Directions for this task: The word to look for is "foliage". Report every line of the entries below that has it.

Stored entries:
=== Section Start ===

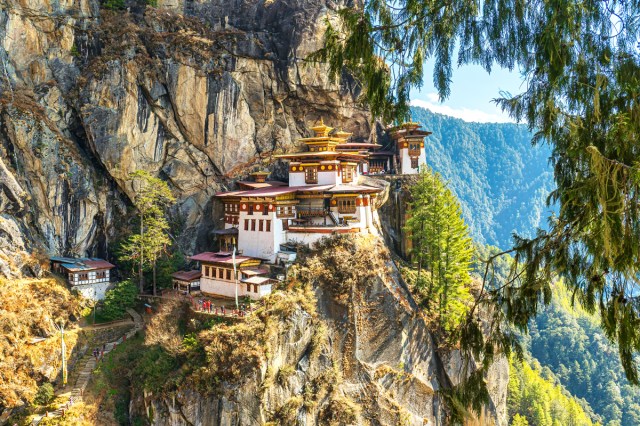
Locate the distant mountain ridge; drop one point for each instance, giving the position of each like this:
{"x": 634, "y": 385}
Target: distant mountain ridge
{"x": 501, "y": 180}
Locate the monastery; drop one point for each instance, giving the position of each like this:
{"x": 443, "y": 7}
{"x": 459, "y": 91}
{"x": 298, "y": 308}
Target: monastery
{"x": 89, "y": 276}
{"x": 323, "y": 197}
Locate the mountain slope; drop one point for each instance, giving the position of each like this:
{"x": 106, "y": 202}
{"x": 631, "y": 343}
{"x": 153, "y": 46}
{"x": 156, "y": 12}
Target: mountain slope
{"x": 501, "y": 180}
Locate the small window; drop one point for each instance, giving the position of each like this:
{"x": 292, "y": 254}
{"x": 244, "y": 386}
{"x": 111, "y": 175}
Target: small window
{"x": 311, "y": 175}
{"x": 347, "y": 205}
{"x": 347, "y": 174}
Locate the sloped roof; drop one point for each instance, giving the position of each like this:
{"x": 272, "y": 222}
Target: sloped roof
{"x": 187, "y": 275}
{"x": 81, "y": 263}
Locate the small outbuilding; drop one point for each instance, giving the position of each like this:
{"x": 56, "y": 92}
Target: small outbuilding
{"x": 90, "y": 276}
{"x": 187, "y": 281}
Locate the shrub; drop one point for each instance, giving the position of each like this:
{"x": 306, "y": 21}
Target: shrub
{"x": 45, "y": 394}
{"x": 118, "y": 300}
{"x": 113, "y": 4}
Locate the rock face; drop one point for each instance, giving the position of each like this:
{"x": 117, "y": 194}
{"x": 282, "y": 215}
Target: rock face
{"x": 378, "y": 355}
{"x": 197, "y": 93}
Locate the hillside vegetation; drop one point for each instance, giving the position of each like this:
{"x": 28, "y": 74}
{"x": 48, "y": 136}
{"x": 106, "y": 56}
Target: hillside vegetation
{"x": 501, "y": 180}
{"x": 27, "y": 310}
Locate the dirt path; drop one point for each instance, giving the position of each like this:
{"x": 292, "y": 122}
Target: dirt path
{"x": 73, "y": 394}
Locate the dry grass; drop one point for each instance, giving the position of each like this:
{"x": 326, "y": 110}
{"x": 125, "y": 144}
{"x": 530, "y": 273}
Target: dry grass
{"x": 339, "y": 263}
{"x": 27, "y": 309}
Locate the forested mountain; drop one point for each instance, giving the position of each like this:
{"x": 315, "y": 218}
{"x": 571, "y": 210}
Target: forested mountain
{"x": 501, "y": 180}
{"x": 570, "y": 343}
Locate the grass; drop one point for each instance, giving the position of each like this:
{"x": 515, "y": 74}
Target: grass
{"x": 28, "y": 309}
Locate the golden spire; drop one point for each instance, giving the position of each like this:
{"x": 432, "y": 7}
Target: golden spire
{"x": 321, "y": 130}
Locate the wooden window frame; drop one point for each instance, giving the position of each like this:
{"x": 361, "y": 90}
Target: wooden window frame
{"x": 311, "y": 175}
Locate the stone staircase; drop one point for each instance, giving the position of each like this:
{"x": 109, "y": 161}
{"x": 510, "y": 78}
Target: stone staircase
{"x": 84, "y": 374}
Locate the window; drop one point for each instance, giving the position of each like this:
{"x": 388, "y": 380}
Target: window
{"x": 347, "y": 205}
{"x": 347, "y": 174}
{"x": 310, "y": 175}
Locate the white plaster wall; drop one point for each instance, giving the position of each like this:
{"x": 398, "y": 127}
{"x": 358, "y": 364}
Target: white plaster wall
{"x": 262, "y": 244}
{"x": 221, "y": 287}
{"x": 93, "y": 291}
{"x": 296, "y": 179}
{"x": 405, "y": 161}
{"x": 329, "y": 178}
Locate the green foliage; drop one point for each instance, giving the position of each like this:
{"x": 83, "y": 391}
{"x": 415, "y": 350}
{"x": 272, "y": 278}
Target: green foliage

=== Section End ===

Answer to the exercise:
Locate the green foliage; drop one point for each instance, giving the position of each like this:
Target: green foliage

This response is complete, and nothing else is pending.